> WORK TO BE COMPLETED
Answer these questions about the opinion piece on the Spencer and Geller ban:
(a) Who banned Robert Spencer and Pamela Geller from the country?
(b) Which organization's event were Spencer and Geller planning to take part in?
(c) According to Geller, which groups has that organization reached out to?

> TEXT PROVIDED

## START

Peter Smith

How pure must one be to oppose the common foe?



“By banning from the country as extremists the American anti-jihadis Robert Spencer and Pamela Geller, the Home Secretary Teresa May has not only made herself look ridiculous but has sent the enemies of the United Kingdom the message that they have it on the run.”

This is Melanie Phillips (UK Daily Mail journalist and blogger) writing about the recent and latest of the West’s abject surrenders to the religion of peace. You know the one that supports cutting heads off for apostasy and stonings for adultery and which earned the accolade of being peaceful in the mouths of Western apologists and appeasers only after 9/11. Go figure that one.


So far so good; but Spencer and Geller were intending to participate in an English Defence League (EDL) event. This provoked Ms Phillips into saying that she did “not support the approach taken by either Geller or Spencer to the problem of Islamic extremism. Both have endorsed groups such as the EDL and others which at best do not deal with the thuggish elements in their ranks and at worst are truly racist or xenophobic." This caused what might be called an internecine spat.

Geller responded: “With friends like Melanie Phillips, who needs enemies?” And Spencer: “So Melanie Phillips’ bringing up the EDL here is completely gratuitous, designed to distinguish her work from ours, and to show the British elites that she is not tainted with our taint.” Phillips in turn was chagrined that Geller and Spencer turned on her when she, in fact, in substance, is on their side. All of the above can be found here.

Is the EDL a thuggish and racist organisation? I simply don’t know enough about it to form a view one way or the other.

Spencer argues that “the EDL has nothing racist or xenophobic about its platform, and removes such individuals from its ranks when they’re found. It is only ‘thuggish’ in that its members fight back when attacked by Islamic supremacists. Melanie Phillips thinks that the EDL is racist and xenophobic because she has seen a thousand media reports insisting that it is.”

Geller argues: “These boys are a bit dirty and they don’t do high tea at 4. But I know they have no racist agenda, and far from being neo-Nazis, they’re one of the most (if not the most) pro-Israel groups in Britain. They’ve reached out to Jews, Sikhs, women, gays and others. They oppose violence and do not provoke it; they just fight back when attacked. Phillips ought to back up her taint with fact.”

You would not guess it from the tone of the exchanges but in fact Phillips, Spencer and Geller are in complete accord on what matters. They all agree that Islam represents an ominous and insidious threat to Western values. And, at the same time, they are all careful about who they find common cause with. By making a good deal of their view that the EDL is honourable enough, Spencer and Geller are implicitly agreeing with Phillips that it would be wrong to find common cause with a thuggish and racist organisation. Their disagreement turns, and only turns, on the character of the EDL.

The question that I would like to pose is a philosophical one. How choosy should we be when finding common cause against a common enemy? At one extreme the answer is fairly easy. It is surely necessary to eschew the company of psychopaths and out-and-out racists, bigots and Nazis. But often the circumstances are nuanced, not cut and dried.

## END

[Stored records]
## START

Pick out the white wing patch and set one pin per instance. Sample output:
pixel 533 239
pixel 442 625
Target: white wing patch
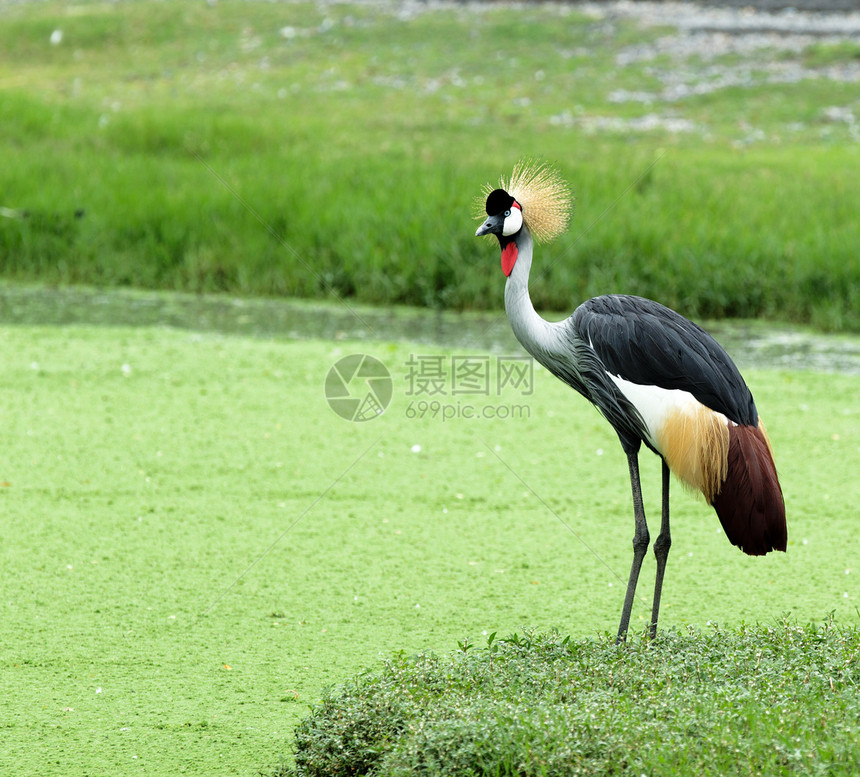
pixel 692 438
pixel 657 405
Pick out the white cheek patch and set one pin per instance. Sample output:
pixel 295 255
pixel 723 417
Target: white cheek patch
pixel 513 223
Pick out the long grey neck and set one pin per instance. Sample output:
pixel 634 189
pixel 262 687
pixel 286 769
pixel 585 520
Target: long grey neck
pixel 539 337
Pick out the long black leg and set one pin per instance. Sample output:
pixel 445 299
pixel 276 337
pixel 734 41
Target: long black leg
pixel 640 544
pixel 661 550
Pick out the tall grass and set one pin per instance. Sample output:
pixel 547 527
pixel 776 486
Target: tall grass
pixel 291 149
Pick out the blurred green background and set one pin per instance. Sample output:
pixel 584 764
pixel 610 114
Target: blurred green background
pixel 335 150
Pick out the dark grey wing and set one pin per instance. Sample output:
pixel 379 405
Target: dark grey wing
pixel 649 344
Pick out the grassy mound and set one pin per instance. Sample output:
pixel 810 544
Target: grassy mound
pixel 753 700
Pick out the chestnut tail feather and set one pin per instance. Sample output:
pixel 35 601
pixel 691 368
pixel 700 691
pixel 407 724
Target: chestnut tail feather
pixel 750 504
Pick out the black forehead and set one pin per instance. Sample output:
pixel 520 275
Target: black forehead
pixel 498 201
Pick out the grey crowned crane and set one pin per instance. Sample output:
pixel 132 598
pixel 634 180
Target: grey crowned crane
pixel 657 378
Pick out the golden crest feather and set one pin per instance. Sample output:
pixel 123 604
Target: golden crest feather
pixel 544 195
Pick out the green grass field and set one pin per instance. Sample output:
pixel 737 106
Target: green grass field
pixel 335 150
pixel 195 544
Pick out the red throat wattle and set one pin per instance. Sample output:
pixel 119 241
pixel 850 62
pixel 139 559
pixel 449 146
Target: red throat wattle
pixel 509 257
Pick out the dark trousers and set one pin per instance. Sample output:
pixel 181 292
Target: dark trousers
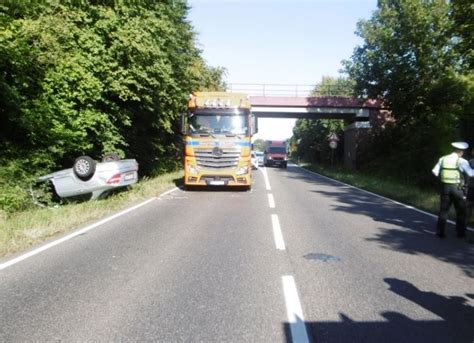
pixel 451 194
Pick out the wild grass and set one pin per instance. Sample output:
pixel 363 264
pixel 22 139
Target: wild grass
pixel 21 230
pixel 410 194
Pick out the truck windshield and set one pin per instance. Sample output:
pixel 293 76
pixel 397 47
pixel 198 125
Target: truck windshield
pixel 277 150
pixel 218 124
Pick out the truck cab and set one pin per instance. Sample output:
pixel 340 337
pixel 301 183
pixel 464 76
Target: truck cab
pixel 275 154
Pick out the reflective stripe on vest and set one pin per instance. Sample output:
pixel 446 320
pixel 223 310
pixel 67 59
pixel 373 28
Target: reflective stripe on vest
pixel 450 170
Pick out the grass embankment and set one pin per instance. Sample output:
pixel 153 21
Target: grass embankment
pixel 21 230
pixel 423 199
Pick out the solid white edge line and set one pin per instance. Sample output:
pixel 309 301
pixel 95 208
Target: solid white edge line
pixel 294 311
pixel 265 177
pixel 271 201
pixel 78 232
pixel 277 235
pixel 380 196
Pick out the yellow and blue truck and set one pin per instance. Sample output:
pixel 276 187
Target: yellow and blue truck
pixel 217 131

## END
## START

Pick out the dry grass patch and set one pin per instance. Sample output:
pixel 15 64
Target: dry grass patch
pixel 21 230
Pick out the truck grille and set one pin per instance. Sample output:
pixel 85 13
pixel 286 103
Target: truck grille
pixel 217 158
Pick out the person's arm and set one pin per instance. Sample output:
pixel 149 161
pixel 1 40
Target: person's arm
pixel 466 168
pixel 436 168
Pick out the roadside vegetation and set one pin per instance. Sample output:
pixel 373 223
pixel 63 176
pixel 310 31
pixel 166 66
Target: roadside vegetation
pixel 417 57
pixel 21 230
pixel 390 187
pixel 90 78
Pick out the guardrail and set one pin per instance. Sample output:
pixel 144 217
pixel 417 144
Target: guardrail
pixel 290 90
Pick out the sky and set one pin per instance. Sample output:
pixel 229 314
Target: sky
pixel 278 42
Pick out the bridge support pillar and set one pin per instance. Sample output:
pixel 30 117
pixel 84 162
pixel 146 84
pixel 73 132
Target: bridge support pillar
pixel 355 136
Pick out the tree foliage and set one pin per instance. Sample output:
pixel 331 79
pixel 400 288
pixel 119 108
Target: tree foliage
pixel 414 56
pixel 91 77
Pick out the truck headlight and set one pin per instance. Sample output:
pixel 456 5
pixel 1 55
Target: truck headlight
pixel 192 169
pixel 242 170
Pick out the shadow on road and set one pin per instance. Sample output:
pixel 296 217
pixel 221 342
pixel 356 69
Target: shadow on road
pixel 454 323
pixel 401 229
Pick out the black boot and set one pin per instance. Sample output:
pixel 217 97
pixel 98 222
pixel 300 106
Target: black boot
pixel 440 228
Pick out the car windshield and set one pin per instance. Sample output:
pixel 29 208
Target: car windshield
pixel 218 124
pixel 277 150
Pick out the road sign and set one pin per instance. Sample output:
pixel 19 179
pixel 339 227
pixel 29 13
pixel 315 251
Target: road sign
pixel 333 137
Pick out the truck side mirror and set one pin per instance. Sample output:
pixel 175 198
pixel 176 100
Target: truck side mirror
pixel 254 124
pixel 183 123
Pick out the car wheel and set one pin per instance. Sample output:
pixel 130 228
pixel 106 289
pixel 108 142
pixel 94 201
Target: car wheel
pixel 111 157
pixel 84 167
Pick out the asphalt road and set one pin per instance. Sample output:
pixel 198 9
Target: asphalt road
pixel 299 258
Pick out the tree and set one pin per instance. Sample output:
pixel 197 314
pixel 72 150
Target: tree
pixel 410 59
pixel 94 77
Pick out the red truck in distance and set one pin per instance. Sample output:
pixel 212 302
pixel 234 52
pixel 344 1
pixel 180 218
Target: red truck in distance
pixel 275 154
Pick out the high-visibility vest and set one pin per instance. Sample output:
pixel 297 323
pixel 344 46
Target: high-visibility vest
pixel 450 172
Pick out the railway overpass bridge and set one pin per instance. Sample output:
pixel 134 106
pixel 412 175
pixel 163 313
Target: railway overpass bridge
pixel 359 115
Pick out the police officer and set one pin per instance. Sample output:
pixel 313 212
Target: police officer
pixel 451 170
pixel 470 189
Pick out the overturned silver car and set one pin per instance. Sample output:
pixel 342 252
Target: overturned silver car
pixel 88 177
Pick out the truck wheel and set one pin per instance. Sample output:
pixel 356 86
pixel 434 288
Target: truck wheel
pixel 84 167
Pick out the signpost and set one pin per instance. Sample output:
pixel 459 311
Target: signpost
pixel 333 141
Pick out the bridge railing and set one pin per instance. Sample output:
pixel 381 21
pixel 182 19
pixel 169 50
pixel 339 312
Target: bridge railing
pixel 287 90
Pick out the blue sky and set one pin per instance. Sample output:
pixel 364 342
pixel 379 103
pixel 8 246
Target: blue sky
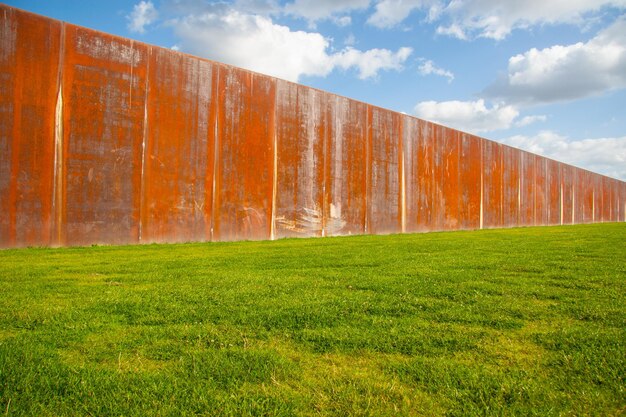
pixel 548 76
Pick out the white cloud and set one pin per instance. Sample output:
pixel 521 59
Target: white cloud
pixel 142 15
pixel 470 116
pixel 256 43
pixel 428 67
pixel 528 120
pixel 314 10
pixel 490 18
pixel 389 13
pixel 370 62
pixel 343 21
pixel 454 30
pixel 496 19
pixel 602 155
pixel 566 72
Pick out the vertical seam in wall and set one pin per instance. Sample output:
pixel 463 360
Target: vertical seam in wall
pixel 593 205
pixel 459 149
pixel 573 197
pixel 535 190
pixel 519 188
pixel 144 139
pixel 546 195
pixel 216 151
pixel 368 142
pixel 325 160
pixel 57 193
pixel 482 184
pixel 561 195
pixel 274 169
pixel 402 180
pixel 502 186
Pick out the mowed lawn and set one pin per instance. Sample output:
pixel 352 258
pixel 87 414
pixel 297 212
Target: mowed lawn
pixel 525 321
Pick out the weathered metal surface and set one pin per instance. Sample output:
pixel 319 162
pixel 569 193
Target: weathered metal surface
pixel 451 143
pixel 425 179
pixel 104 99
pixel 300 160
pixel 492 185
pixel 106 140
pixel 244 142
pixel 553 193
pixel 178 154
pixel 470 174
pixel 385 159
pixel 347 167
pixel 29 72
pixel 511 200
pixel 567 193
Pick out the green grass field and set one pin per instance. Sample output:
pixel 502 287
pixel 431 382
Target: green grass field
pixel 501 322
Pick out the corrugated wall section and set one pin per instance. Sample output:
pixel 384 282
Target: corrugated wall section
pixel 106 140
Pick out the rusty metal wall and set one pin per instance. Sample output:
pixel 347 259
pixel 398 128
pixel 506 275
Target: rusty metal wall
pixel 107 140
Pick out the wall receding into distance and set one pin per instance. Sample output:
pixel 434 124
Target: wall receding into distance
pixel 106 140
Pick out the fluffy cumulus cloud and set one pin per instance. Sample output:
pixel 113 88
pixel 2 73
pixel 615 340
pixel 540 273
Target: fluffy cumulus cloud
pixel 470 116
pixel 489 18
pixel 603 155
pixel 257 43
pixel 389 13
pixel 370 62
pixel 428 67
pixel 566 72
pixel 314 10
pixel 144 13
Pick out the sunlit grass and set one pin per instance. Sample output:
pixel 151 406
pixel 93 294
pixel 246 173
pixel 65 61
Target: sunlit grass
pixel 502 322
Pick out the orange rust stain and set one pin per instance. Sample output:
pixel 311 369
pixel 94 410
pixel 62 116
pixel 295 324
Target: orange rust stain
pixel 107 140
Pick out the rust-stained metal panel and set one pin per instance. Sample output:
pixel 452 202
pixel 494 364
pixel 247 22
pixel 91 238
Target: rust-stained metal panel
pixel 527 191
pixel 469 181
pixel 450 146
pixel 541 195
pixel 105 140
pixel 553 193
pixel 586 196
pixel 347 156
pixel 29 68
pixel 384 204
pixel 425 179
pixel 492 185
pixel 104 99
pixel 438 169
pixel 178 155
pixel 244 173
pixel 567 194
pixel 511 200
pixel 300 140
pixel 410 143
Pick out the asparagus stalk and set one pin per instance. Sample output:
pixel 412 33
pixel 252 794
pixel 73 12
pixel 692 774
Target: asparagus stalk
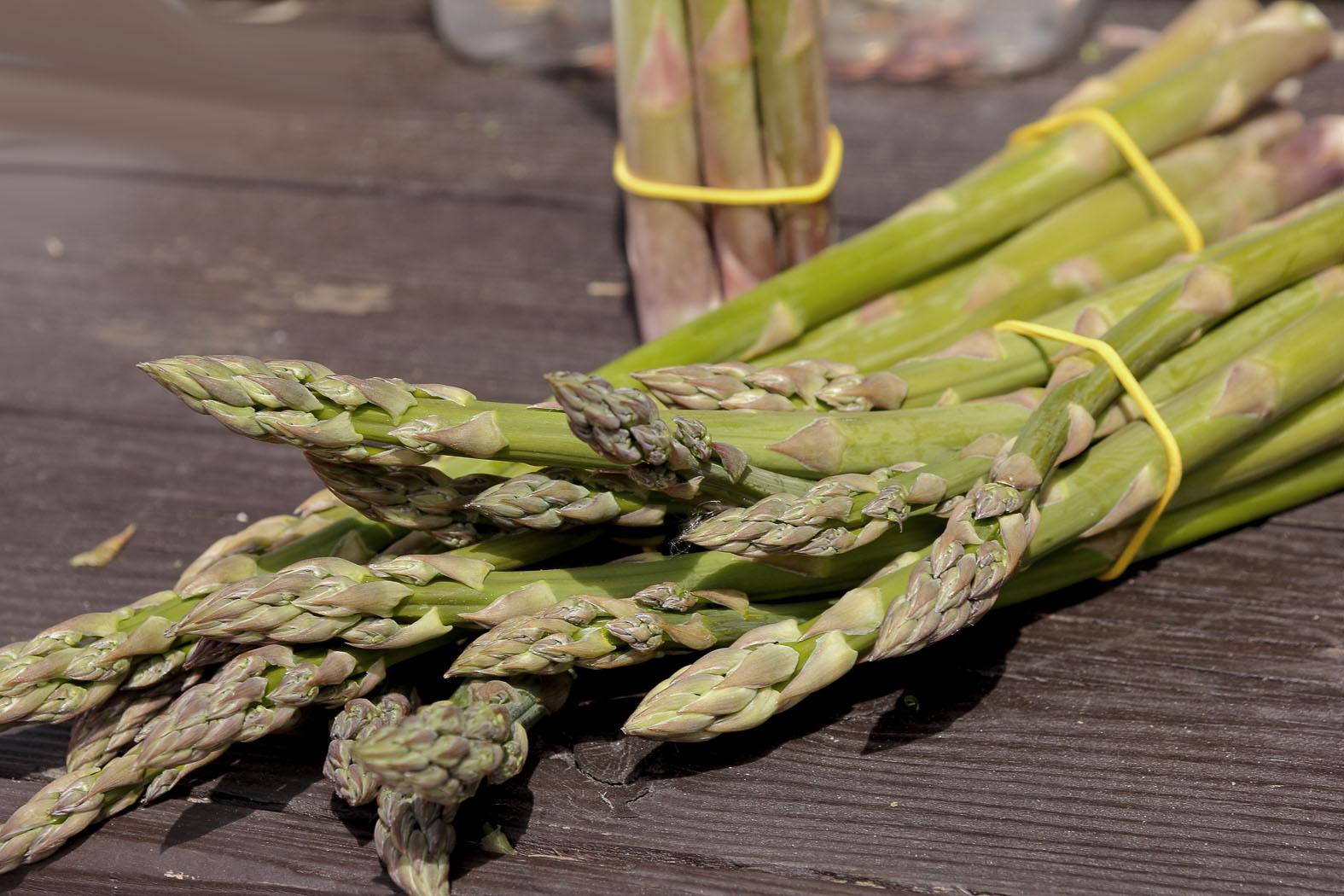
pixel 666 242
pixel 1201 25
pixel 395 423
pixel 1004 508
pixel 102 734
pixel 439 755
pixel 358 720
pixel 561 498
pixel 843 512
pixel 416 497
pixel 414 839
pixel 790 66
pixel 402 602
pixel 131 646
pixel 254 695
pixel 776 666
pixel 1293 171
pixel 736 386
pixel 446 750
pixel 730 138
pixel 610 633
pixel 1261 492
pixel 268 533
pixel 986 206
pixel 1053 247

## END
## START

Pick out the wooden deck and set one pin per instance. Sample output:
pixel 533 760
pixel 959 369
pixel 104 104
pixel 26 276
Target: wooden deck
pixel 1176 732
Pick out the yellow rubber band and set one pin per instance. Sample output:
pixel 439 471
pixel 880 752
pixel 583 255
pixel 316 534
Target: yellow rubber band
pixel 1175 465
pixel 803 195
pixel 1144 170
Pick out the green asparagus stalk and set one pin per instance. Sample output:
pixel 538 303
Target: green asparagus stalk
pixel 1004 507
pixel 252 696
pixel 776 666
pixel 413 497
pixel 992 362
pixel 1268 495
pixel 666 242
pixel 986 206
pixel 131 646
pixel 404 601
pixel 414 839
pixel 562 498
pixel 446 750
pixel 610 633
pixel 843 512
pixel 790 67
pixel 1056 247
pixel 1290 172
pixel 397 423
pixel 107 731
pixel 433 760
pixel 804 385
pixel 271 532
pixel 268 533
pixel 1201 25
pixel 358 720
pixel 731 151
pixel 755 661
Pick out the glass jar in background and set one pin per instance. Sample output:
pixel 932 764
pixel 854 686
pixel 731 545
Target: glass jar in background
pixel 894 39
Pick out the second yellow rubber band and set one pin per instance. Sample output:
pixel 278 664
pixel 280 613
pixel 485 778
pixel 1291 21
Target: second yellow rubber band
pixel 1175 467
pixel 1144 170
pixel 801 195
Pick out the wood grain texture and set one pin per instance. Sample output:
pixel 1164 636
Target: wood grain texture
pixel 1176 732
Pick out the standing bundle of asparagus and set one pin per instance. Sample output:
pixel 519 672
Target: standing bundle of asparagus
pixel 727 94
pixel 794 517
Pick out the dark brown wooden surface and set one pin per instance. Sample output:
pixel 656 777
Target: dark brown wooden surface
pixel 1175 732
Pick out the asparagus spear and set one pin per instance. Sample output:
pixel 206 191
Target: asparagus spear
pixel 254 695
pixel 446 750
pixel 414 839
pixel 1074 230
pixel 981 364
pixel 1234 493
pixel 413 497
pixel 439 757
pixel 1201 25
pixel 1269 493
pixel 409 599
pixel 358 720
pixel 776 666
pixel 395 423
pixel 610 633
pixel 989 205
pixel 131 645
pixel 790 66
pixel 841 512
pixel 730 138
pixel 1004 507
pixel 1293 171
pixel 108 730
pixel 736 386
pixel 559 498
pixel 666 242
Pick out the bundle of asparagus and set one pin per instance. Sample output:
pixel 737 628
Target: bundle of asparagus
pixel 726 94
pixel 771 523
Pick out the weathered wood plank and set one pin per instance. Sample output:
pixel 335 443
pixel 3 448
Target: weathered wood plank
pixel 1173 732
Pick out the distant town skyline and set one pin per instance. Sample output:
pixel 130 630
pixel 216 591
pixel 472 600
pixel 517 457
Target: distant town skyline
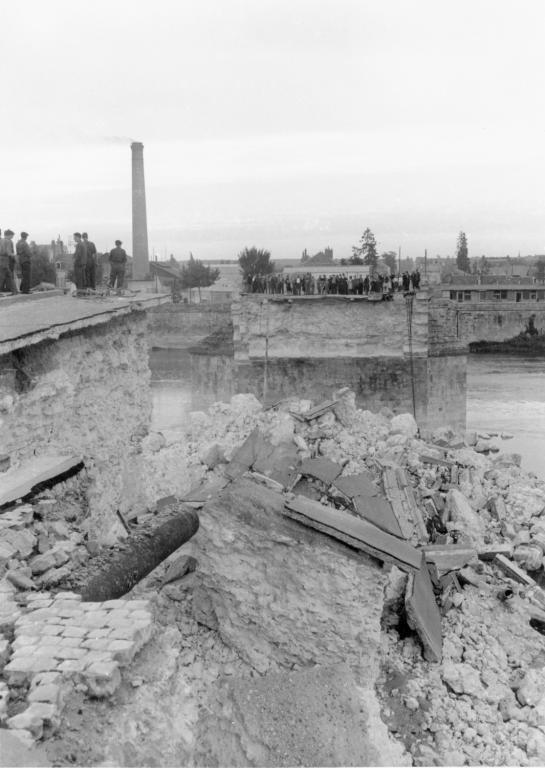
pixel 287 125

## END

> WRITTEN SOLUTION
(a) The Home Secretary, Teresa May.
(b) The English Defence League (EDL).
(c) Jews, Sikhs, women, gays and others.